▸ **ACTIVITY**:
From the entries below, output the line with "Sample: <point>325,567</point>" and each following line up to and including the line with "Where can the green plastic", exactly as written.
** PROVIDED RECORDS follows **
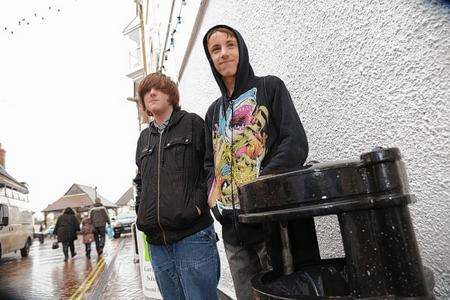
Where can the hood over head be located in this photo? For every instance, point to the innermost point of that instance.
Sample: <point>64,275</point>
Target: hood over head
<point>244,69</point>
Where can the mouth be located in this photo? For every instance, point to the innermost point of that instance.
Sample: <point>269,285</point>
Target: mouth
<point>226,62</point>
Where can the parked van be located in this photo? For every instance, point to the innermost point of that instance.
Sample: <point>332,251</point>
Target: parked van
<point>16,216</point>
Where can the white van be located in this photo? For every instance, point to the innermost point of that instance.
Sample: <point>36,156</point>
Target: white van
<point>16,219</point>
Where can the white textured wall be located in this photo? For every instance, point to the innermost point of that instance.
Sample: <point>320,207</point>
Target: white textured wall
<point>362,74</point>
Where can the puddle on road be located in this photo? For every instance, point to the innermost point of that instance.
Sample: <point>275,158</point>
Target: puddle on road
<point>44,274</point>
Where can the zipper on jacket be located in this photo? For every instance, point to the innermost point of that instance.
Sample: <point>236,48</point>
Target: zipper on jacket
<point>159,175</point>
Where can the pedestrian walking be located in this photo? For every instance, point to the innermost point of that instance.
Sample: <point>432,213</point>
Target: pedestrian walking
<point>253,129</point>
<point>66,229</point>
<point>99,218</point>
<point>87,229</point>
<point>171,202</point>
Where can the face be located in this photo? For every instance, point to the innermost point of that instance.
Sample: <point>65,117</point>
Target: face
<point>224,52</point>
<point>157,102</point>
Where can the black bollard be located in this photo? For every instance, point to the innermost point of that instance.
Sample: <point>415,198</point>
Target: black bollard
<point>370,198</point>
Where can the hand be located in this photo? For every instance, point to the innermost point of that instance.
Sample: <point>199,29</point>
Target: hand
<point>216,192</point>
<point>198,210</point>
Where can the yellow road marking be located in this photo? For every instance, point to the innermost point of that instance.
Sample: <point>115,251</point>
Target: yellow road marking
<point>87,283</point>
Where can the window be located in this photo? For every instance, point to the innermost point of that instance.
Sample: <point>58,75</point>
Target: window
<point>4,215</point>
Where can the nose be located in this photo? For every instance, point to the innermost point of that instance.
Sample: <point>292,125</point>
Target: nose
<point>224,52</point>
<point>152,93</point>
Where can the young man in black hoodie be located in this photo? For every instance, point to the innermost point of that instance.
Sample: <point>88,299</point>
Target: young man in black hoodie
<point>253,129</point>
<point>171,202</point>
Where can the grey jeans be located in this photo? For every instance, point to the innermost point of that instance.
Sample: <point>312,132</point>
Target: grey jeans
<point>246,262</point>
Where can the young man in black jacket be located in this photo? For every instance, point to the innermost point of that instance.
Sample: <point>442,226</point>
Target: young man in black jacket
<point>171,202</point>
<point>253,129</point>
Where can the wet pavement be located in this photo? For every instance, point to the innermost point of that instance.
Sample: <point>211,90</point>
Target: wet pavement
<point>45,275</point>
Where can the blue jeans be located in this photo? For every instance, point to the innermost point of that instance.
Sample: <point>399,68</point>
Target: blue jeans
<point>188,269</point>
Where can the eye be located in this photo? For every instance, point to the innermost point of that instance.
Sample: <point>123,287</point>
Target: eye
<point>231,44</point>
<point>214,49</point>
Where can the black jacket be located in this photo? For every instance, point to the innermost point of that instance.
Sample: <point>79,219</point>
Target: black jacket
<point>256,131</point>
<point>171,180</point>
<point>66,227</point>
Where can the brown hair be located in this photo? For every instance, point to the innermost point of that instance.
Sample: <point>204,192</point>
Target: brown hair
<point>225,30</point>
<point>160,82</point>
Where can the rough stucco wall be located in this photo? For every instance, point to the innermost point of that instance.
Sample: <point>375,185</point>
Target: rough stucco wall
<point>361,75</point>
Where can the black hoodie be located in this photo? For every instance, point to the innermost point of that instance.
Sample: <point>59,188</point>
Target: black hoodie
<point>256,131</point>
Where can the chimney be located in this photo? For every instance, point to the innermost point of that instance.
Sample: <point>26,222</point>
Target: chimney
<point>2,156</point>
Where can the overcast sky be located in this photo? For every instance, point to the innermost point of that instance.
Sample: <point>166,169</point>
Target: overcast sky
<point>64,117</point>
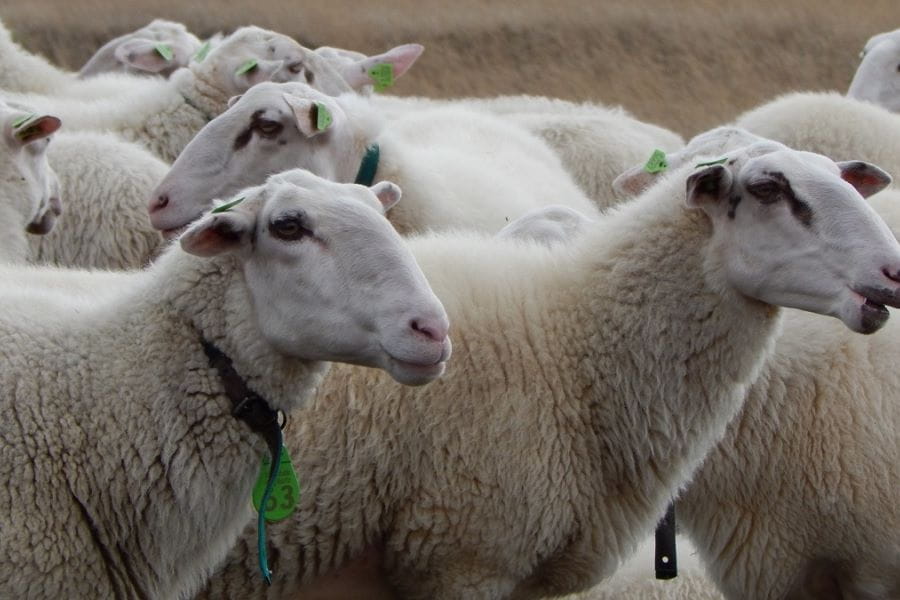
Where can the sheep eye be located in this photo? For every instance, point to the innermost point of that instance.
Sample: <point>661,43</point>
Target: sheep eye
<point>269,128</point>
<point>766,191</point>
<point>289,228</point>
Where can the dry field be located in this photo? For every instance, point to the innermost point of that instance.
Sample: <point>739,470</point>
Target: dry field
<point>687,65</point>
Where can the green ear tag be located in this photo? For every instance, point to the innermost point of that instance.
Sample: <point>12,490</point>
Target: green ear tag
<point>246,67</point>
<point>165,51</point>
<point>227,206</point>
<point>285,493</point>
<point>22,120</point>
<point>657,162</point>
<point>711,163</point>
<point>323,117</point>
<point>383,76</point>
<point>202,51</point>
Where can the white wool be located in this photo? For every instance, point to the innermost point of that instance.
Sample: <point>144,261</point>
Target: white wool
<point>105,183</point>
<point>594,142</point>
<point>831,124</point>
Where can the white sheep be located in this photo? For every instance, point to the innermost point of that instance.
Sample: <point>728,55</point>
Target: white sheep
<point>106,182</point>
<point>831,124</point>
<point>164,115</point>
<point>589,380</point>
<point>816,513</point>
<point>877,78</point>
<point>29,191</point>
<point>159,47</point>
<point>457,167</point>
<point>125,472</point>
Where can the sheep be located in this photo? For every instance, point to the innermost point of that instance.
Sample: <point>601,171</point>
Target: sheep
<point>580,396</point>
<point>106,182</point>
<point>121,429</point>
<point>164,115</point>
<point>830,124</point>
<point>26,72</point>
<point>29,191</point>
<point>877,79</point>
<point>805,527</point>
<point>458,168</point>
<point>158,48</point>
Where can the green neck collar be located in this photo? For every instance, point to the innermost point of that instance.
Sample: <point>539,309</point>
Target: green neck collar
<point>366,174</point>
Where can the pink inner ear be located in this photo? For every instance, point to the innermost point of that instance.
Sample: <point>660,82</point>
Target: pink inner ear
<point>41,128</point>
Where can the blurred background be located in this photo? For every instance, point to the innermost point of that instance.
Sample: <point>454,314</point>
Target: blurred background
<point>686,65</point>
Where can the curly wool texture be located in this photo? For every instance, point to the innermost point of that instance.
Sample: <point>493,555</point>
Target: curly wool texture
<point>119,432</point>
<point>604,370</point>
<point>105,184</point>
<point>841,128</point>
<point>595,143</point>
<point>817,510</point>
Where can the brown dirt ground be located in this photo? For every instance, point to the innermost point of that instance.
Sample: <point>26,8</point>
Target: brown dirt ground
<point>685,65</point>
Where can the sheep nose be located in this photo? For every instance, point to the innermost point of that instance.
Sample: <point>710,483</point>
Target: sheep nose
<point>159,203</point>
<point>435,330</point>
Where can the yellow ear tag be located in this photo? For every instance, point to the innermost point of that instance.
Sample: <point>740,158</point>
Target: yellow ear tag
<point>285,493</point>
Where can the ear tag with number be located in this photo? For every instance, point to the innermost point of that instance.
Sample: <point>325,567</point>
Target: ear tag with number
<point>323,117</point>
<point>165,51</point>
<point>246,67</point>
<point>285,492</point>
<point>657,162</point>
<point>383,76</point>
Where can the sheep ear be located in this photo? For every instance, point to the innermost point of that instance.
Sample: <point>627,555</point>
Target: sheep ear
<point>217,233</point>
<point>146,55</point>
<point>709,185</point>
<point>30,128</point>
<point>253,71</point>
<point>388,194</point>
<point>865,177</point>
<point>633,181</point>
<point>372,69</point>
<point>312,117</point>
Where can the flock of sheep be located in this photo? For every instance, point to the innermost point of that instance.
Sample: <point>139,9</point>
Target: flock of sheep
<point>623,308</point>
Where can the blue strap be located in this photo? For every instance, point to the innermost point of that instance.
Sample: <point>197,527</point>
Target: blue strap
<point>261,517</point>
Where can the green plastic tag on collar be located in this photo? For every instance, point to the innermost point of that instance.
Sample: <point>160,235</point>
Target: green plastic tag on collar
<point>22,120</point>
<point>285,493</point>
<point>227,206</point>
<point>202,51</point>
<point>711,163</point>
<point>383,76</point>
<point>165,51</point>
<point>323,117</point>
<point>657,162</point>
<point>246,67</point>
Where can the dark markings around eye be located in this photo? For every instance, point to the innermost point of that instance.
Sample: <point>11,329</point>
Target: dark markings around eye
<point>800,209</point>
<point>244,137</point>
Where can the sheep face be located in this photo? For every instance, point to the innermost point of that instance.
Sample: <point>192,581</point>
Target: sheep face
<point>29,183</point>
<point>144,51</point>
<point>252,55</point>
<point>877,78</point>
<point>271,128</point>
<point>329,277</point>
<point>792,229</point>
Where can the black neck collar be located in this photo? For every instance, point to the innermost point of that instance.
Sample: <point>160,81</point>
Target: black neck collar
<point>246,405</point>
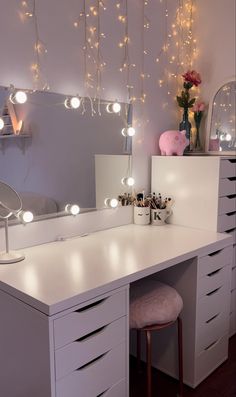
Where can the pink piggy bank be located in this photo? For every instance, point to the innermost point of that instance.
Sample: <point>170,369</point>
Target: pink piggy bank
<point>173,143</point>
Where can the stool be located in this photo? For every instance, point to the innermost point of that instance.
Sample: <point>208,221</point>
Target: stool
<point>154,306</point>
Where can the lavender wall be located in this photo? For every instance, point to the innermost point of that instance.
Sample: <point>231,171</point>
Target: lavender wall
<point>63,64</point>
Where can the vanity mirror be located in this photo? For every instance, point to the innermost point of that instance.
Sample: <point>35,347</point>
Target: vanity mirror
<point>49,143</point>
<point>221,135</point>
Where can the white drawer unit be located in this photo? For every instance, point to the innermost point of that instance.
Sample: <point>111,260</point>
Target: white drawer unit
<point>204,191</point>
<point>204,284</point>
<point>89,318</point>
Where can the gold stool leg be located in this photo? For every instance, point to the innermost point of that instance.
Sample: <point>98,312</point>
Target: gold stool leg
<point>180,352</point>
<point>139,350</point>
<point>149,363</point>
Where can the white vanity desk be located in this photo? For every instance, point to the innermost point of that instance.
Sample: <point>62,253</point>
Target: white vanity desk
<point>64,309</point>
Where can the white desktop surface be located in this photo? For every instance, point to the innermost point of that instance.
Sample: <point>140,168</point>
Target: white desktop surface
<point>58,275</point>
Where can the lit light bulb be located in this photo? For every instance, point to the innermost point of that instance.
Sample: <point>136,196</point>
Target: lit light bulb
<point>113,107</point>
<point>128,131</point>
<point>72,209</point>
<point>128,181</point>
<point>112,203</point>
<point>19,97</point>
<point>25,216</point>
<point>72,103</point>
<point>1,123</point>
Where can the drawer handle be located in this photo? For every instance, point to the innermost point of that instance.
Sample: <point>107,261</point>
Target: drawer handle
<point>214,273</point>
<point>92,362</point>
<point>215,253</point>
<point>83,309</point>
<point>214,291</point>
<point>103,393</point>
<point>97,331</point>
<point>211,345</point>
<point>212,318</point>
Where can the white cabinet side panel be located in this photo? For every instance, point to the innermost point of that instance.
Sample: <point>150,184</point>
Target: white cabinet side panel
<point>24,350</point>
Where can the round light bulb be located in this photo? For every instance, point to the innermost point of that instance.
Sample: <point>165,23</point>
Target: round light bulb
<point>72,103</point>
<point>19,97</point>
<point>1,123</point>
<point>112,203</point>
<point>113,107</point>
<point>25,216</point>
<point>128,181</point>
<point>129,131</point>
<point>116,107</point>
<point>73,209</point>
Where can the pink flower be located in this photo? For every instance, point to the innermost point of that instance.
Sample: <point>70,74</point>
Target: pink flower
<point>191,76</point>
<point>198,107</point>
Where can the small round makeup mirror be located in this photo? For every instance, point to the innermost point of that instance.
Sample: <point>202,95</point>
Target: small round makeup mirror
<point>10,204</point>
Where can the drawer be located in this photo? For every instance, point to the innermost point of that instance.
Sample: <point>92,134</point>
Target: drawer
<point>89,318</point>
<point>234,256</point>
<point>232,323</point>
<point>214,261</point>
<point>232,232</point>
<point>212,356</point>
<point>85,349</point>
<point>227,168</point>
<point>226,204</point>
<point>96,377</point>
<point>226,222</point>
<point>214,280</point>
<point>233,278</point>
<point>117,390</point>
<point>233,301</point>
<point>227,187</point>
<point>210,305</point>
<point>211,330</point>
** End of PROVIDED RECORDS **
▸ **ANSWER TO THE EXERCISE**:
Sample: <point>325,567</point>
Target: ear tag with number
<point>323,117</point>
<point>165,51</point>
<point>246,67</point>
<point>285,492</point>
<point>657,162</point>
<point>383,76</point>
Where can the sheep ear be located in this photo? For every instance, point to the innermost point of that instance.
Sample: <point>627,555</point>
Target: sheep ear
<point>217,233</point>
<point>146,55</point>
<point>709,185</point>
<point>30,128</point>
<point>253,71</point>
<point>388,194</point>
<point>865,177</point>
<point>633,181</point>
<point>372,69</point>
<point>312,117</point>
Where can the flock of sheep be located in this photo? For every instance, point to the innermost point of that instance.
Sample: <point>139,9</point>
Target: flock of sheep
<point>623,308</point>
Where can the blue strap be located in this photo? For every instance, point to the innermost point of that instance.
Sample: <point>197,527</point>
Target: blue strap
<point>261,517</point>
Where can the green plastic tag on collar be located in this photo? For every instance, point to the innermost point of that instance.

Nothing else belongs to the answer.